[Location identification items]
* Start *
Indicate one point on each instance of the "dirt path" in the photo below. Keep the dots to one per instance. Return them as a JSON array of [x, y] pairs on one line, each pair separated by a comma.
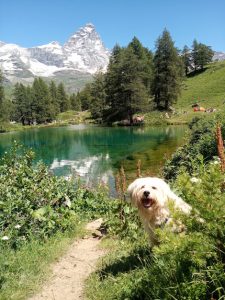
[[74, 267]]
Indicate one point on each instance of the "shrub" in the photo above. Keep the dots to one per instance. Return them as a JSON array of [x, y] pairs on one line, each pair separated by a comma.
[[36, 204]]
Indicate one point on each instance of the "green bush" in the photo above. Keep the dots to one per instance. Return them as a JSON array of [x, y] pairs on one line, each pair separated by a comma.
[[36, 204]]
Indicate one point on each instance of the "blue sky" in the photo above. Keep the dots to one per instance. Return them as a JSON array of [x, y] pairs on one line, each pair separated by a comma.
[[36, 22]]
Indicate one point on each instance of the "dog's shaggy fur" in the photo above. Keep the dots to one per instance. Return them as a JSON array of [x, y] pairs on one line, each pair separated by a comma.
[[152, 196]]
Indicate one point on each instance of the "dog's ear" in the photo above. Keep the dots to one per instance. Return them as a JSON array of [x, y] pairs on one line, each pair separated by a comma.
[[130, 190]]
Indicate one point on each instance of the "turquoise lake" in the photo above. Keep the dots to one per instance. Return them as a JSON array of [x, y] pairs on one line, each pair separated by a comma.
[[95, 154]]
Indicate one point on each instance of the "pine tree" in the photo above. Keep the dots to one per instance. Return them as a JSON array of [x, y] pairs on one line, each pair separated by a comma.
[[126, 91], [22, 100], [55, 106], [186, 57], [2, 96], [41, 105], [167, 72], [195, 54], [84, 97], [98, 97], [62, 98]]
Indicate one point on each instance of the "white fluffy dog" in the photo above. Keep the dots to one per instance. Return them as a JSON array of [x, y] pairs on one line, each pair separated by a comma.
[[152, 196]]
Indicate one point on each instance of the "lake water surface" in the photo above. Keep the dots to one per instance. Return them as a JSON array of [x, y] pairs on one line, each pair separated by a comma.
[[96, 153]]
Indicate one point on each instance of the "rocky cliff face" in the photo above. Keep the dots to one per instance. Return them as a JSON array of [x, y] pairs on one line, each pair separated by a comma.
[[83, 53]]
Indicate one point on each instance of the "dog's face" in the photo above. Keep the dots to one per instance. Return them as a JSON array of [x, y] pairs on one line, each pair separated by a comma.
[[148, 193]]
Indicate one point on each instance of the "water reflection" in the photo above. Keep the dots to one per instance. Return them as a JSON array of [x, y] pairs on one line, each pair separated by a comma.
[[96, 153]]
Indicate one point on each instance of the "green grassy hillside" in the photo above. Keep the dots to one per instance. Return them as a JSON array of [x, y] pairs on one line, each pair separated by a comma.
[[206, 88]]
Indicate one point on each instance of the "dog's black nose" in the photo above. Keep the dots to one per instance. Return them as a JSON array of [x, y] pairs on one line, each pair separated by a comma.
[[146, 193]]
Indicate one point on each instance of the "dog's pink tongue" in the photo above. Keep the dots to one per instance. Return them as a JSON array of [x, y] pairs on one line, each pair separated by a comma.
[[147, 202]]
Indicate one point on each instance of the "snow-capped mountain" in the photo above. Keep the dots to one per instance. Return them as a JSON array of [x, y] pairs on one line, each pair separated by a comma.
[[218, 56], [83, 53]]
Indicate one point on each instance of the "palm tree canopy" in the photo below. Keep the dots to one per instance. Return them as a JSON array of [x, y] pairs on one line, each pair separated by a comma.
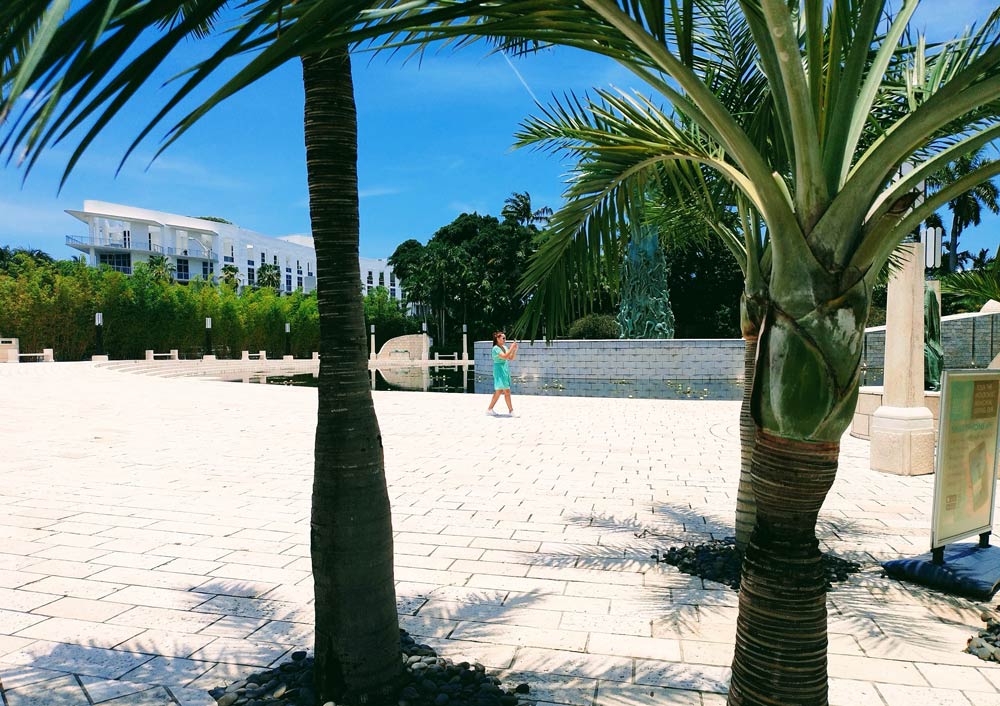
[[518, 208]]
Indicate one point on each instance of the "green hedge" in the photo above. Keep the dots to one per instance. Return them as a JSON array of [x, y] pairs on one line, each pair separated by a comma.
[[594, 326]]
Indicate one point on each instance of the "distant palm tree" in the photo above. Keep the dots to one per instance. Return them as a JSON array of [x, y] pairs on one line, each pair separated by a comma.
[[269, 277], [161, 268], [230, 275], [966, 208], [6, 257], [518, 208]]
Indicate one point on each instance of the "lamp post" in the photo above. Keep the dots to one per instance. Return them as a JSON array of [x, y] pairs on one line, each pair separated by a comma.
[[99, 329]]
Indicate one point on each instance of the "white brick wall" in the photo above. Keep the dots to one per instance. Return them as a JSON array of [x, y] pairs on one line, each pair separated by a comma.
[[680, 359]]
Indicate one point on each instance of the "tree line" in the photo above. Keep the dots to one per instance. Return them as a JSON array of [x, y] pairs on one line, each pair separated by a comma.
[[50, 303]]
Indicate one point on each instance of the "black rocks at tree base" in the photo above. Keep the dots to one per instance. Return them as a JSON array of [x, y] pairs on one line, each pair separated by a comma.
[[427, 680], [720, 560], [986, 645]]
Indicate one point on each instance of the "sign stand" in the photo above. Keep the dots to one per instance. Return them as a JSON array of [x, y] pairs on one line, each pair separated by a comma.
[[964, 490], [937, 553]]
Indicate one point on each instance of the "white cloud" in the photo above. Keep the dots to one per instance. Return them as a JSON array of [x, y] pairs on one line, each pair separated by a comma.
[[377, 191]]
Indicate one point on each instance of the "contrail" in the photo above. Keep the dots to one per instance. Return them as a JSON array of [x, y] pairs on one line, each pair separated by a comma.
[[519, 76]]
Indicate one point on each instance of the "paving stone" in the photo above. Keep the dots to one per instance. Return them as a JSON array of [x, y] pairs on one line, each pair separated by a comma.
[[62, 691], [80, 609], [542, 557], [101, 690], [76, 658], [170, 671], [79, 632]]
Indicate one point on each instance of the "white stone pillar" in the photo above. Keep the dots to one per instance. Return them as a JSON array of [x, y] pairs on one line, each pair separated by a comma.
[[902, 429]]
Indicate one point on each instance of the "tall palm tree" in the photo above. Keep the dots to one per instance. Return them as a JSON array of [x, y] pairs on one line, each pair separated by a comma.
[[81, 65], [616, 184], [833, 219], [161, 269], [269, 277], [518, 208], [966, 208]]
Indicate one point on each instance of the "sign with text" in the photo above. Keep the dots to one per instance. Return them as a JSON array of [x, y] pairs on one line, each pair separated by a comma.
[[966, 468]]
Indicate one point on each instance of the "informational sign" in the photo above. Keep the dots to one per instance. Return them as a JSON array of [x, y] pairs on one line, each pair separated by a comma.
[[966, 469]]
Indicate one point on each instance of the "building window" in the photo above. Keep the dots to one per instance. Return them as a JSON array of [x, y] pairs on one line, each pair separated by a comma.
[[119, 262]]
* End *
* Start *
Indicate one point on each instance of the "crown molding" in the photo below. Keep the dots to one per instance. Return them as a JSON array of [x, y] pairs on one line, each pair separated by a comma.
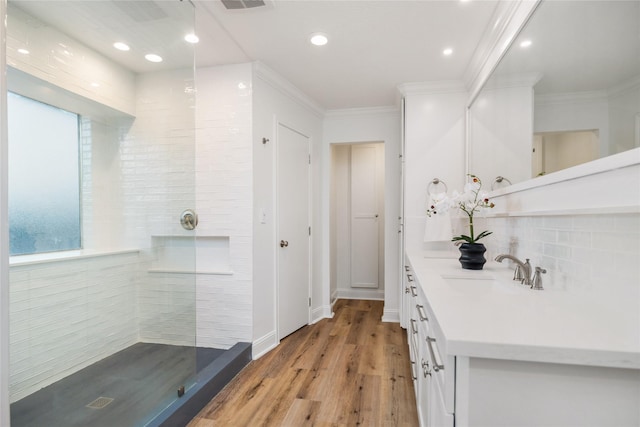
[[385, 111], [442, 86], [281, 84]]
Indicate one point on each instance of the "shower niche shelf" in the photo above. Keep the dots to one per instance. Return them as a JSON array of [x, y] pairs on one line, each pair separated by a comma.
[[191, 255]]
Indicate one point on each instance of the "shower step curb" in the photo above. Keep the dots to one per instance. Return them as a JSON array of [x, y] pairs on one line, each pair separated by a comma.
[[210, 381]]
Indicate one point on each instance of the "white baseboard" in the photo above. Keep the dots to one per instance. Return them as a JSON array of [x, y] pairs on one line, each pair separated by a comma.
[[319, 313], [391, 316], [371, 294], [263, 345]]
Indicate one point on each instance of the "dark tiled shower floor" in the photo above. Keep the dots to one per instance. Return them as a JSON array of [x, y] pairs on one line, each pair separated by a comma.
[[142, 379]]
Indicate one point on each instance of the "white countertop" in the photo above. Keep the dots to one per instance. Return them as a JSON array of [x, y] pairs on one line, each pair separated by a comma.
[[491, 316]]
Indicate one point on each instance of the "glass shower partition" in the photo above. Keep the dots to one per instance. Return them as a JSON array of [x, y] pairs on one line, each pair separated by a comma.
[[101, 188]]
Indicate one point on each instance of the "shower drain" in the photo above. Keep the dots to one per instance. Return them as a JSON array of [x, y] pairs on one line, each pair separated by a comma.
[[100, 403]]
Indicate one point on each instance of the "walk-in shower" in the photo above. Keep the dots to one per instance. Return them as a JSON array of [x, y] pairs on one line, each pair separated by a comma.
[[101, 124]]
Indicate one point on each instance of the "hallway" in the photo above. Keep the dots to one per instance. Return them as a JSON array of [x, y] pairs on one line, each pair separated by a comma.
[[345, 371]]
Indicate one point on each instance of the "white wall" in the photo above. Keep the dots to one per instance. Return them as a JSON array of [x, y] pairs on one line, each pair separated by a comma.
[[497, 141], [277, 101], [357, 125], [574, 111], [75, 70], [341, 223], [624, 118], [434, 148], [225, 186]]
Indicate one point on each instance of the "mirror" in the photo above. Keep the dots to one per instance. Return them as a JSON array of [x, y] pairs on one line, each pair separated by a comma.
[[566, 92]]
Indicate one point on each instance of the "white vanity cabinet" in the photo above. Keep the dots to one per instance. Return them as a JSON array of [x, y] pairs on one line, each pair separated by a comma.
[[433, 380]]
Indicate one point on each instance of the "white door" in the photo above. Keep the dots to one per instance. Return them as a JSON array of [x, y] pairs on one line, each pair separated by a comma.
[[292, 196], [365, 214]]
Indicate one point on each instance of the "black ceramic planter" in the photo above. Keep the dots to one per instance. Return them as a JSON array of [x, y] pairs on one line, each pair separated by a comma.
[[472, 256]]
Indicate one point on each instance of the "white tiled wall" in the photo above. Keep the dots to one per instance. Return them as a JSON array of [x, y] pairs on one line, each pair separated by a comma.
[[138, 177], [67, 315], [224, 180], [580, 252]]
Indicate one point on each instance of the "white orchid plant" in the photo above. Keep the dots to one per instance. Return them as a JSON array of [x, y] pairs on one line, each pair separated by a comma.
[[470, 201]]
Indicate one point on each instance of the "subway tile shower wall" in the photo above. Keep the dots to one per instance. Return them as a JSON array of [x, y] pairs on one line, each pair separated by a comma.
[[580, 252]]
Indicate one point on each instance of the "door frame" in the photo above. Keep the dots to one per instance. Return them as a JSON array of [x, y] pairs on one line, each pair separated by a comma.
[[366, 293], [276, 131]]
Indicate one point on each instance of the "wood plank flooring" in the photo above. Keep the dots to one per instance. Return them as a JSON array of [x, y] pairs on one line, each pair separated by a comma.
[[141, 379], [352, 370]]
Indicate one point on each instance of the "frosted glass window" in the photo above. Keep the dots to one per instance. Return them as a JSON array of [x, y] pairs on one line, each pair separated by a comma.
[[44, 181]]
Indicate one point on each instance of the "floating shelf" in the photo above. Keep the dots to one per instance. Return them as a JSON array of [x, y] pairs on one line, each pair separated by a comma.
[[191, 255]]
* End *
* Start *
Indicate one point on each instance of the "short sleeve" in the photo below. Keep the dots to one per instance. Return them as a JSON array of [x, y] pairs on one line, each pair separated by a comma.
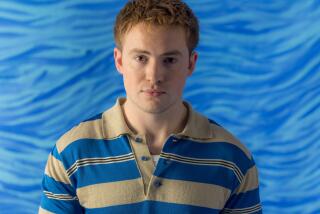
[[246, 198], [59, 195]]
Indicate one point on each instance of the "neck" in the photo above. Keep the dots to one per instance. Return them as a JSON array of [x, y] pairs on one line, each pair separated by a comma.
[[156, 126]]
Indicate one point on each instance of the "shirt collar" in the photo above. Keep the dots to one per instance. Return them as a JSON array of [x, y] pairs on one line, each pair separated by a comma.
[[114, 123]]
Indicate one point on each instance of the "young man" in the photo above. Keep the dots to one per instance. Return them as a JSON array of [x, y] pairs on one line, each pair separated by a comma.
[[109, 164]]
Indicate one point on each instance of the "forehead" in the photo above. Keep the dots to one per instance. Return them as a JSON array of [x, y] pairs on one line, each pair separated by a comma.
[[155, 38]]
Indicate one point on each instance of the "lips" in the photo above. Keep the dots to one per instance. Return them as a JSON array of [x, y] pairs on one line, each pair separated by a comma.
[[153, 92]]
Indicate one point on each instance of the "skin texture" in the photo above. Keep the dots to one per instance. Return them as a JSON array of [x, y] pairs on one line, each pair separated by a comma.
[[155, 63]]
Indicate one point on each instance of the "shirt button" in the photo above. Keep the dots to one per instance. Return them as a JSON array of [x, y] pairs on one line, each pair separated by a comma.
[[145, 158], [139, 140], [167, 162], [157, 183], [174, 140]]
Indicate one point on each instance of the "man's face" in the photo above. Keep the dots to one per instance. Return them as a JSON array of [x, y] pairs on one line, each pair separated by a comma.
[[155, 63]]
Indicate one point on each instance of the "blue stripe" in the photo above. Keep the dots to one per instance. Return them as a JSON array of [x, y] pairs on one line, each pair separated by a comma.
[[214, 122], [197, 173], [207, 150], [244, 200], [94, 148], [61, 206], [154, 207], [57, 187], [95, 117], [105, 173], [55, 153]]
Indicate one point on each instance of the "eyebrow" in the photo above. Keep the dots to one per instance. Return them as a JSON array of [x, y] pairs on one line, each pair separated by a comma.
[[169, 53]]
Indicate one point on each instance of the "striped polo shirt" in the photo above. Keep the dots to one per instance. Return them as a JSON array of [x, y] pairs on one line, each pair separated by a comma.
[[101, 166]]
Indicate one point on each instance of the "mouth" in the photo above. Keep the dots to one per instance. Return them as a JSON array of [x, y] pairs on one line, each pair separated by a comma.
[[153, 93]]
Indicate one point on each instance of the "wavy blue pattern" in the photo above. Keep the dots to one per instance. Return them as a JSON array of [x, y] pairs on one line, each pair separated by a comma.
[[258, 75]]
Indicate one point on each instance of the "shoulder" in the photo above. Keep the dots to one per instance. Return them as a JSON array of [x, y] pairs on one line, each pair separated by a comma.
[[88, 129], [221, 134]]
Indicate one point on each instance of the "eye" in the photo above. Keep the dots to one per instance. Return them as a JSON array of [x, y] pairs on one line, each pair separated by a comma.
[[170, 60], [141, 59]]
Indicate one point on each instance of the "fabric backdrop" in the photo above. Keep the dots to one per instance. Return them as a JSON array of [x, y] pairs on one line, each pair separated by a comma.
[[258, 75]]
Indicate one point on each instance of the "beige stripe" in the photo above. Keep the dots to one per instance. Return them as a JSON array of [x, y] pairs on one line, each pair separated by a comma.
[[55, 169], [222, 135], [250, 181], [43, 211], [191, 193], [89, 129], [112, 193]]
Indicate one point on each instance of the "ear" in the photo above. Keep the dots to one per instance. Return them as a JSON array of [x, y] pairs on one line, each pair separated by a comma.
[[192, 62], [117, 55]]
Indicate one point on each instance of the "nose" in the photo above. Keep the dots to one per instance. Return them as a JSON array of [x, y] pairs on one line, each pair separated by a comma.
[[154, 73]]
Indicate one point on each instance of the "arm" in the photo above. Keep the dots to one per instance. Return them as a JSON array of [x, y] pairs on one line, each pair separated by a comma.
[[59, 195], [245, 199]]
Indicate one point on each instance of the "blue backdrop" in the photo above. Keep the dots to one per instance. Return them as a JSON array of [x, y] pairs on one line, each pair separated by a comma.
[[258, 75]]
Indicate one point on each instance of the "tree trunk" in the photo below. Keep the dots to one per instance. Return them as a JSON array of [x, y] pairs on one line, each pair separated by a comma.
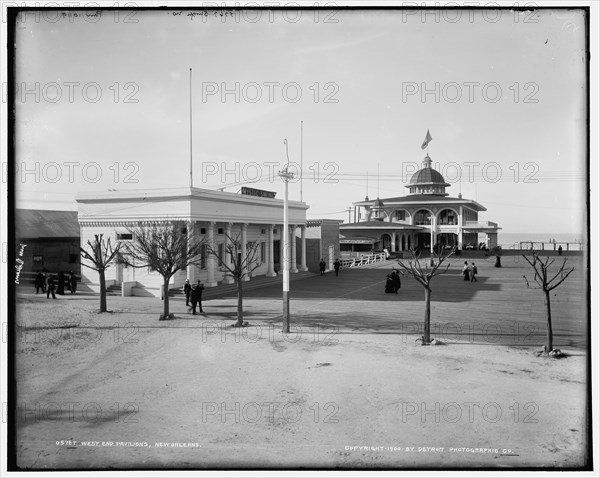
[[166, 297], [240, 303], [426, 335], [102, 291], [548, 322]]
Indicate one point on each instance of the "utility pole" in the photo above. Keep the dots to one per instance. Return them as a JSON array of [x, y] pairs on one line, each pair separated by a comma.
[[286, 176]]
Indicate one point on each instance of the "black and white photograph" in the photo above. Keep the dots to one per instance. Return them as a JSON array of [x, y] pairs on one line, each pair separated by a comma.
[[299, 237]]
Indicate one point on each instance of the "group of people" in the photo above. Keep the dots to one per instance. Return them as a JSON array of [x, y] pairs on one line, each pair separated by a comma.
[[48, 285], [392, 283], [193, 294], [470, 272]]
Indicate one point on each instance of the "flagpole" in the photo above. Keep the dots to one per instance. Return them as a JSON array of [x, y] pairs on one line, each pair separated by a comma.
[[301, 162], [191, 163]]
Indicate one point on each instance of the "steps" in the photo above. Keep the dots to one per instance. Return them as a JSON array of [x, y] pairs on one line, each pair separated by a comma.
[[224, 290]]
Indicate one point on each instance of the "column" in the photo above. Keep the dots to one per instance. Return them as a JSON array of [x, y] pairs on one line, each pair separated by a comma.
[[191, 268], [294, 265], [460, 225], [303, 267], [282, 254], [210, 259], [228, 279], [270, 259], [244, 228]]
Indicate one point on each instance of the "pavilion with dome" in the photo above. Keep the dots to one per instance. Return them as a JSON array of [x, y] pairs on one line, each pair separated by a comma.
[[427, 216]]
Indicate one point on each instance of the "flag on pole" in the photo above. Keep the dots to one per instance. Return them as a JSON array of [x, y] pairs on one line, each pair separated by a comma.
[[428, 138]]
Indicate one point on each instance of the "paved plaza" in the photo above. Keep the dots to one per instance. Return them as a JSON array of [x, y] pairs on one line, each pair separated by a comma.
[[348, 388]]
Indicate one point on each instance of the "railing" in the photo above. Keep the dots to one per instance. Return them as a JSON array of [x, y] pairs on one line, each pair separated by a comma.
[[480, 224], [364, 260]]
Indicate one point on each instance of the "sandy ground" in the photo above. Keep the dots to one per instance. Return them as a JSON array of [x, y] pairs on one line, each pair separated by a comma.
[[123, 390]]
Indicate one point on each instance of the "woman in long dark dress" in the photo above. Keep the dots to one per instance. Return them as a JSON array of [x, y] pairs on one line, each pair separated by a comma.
* End *
WHAT TO DO - Extract every line above that contains the string "backdrop", matching case exactly.

FINISHED ANSWER -
Indicate one point on each instance of the "fabric backdrop" in the photo above. Keep the dots to one per instance. Return them as a JSON array of [x, y] pairs on one line, each pair separated by a comma.
Indicate one point on each instance of the "blue backdrop" in the photo above. Keep the dots to one per instance. Return them as a JSON array of [x, y] pairs on one line, each pair separated by a comma.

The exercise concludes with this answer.